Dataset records
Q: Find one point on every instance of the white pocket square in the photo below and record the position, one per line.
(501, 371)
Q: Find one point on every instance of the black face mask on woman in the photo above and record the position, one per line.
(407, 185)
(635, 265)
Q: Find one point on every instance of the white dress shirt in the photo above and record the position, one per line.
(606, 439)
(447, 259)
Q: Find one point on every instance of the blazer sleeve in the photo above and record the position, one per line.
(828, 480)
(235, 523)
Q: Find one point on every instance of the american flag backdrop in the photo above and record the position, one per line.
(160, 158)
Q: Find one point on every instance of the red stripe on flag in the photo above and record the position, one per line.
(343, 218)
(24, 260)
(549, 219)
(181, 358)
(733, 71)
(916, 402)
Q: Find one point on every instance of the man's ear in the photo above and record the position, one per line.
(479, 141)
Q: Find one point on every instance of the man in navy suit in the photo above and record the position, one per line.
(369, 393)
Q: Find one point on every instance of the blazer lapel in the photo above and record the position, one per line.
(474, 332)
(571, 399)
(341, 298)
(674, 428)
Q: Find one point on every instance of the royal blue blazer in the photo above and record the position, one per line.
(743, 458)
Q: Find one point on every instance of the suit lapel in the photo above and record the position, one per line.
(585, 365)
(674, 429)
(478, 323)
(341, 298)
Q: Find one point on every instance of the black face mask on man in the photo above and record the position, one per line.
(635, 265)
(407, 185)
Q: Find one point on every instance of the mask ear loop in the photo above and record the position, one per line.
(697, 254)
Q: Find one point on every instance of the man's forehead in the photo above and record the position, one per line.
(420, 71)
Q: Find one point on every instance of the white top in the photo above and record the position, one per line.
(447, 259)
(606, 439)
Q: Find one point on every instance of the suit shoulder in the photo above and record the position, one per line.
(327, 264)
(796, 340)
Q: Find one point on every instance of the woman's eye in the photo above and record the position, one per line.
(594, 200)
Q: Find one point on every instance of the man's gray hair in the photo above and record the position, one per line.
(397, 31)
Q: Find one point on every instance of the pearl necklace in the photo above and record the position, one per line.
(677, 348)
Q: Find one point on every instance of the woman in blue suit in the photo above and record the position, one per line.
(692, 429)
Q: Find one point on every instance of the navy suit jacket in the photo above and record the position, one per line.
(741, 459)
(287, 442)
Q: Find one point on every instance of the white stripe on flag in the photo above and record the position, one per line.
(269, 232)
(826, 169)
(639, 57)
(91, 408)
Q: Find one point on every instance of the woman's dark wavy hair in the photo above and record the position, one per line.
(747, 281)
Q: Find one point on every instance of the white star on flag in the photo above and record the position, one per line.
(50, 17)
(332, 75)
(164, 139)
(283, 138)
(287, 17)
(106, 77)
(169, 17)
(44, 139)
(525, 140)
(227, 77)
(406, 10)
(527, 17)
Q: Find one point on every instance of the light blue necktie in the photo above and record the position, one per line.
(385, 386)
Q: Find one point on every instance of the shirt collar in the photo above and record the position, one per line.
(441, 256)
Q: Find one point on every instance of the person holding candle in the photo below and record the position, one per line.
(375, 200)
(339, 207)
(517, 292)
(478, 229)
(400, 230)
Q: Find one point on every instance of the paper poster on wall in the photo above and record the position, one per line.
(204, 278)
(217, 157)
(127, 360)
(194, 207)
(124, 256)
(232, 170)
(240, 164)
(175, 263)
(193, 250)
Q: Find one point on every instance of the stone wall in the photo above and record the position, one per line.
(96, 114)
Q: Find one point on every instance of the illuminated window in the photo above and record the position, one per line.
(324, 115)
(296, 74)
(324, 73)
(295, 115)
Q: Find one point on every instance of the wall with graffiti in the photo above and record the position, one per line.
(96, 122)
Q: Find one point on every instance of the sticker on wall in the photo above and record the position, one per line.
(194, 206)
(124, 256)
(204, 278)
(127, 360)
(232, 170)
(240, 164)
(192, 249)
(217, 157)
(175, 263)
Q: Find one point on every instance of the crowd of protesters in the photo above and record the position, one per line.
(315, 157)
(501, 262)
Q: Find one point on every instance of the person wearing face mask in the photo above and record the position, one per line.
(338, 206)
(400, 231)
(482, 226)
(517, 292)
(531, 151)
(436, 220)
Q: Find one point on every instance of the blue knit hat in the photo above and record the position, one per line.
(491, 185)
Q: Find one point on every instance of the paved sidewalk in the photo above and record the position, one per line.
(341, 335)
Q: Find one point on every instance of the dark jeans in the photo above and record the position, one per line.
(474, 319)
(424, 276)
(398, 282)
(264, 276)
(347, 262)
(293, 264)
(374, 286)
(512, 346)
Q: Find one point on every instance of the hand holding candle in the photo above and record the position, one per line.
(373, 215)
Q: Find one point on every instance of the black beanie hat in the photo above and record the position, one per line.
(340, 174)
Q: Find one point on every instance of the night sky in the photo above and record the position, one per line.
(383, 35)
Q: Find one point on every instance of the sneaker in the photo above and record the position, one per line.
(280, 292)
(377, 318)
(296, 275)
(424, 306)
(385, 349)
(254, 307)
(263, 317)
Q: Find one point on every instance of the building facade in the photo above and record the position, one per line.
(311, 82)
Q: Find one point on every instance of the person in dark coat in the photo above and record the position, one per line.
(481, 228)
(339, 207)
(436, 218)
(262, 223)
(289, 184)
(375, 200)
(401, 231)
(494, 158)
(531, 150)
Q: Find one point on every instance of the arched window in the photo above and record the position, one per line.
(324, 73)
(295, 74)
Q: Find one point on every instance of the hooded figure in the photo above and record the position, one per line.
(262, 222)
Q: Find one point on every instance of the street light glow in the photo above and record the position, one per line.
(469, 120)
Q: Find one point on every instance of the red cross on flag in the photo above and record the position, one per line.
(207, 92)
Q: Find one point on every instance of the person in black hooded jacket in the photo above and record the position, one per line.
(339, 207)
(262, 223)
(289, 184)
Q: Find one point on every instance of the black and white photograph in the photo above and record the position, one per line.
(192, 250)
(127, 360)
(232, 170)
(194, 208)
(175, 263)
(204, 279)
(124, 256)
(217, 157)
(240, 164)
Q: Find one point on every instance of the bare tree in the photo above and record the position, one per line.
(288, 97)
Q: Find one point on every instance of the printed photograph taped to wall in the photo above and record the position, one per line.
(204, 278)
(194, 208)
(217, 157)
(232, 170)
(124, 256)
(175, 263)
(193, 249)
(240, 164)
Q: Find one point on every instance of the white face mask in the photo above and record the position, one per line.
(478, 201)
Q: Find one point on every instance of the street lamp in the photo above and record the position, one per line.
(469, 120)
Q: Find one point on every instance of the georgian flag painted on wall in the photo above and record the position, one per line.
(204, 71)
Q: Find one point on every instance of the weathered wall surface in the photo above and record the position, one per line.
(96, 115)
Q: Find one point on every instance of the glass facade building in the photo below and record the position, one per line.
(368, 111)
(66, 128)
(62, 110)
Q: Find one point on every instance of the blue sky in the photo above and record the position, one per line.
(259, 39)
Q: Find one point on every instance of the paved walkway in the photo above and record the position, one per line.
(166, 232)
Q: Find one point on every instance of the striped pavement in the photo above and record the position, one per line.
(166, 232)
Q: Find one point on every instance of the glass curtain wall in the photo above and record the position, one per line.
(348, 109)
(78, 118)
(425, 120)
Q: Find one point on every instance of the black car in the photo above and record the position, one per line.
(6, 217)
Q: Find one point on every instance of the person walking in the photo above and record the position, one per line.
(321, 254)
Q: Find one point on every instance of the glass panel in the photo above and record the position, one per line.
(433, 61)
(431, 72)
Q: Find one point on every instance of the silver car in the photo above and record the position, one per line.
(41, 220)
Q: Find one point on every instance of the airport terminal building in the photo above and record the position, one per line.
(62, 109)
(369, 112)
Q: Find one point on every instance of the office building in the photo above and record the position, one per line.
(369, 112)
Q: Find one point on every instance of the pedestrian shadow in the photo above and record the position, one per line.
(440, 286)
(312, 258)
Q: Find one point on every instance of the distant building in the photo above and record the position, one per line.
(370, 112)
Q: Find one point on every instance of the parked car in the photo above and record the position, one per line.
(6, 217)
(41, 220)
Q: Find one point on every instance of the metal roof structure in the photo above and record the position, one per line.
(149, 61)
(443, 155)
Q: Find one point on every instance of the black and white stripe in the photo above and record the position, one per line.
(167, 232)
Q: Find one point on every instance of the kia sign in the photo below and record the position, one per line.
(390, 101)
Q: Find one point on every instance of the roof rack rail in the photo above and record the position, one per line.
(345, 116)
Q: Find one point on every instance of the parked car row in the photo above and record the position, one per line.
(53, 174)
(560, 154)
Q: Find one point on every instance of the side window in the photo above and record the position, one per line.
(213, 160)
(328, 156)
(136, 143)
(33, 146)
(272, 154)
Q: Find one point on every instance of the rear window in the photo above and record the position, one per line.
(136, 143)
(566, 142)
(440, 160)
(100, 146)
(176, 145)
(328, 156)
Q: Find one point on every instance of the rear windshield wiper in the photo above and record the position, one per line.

-- What this task involves --
Substitute "back window" for "rear window" in the lines, starting with the line containing "Q: Find one point on every instance of the side" and going on through the last line, and leave everything else unchanged. Give only those lines.

-- Answer for the task --
Q: Find one point on every instance of the side window in the photo above and record the position, one per line.
(213, 160)
(328, 156)
(136, 143)
(33, 146)
(272, 154)
Q: Find one point on every instance of the back window in the photo above and record the position, one per line.
(136, 143)
(566, 142)
(440, 160)
(100, 146)
(176, 145)
(328, 156)
Q: Find one point on every instance of the rear windshield wiper in the photo above and record the position, one per line.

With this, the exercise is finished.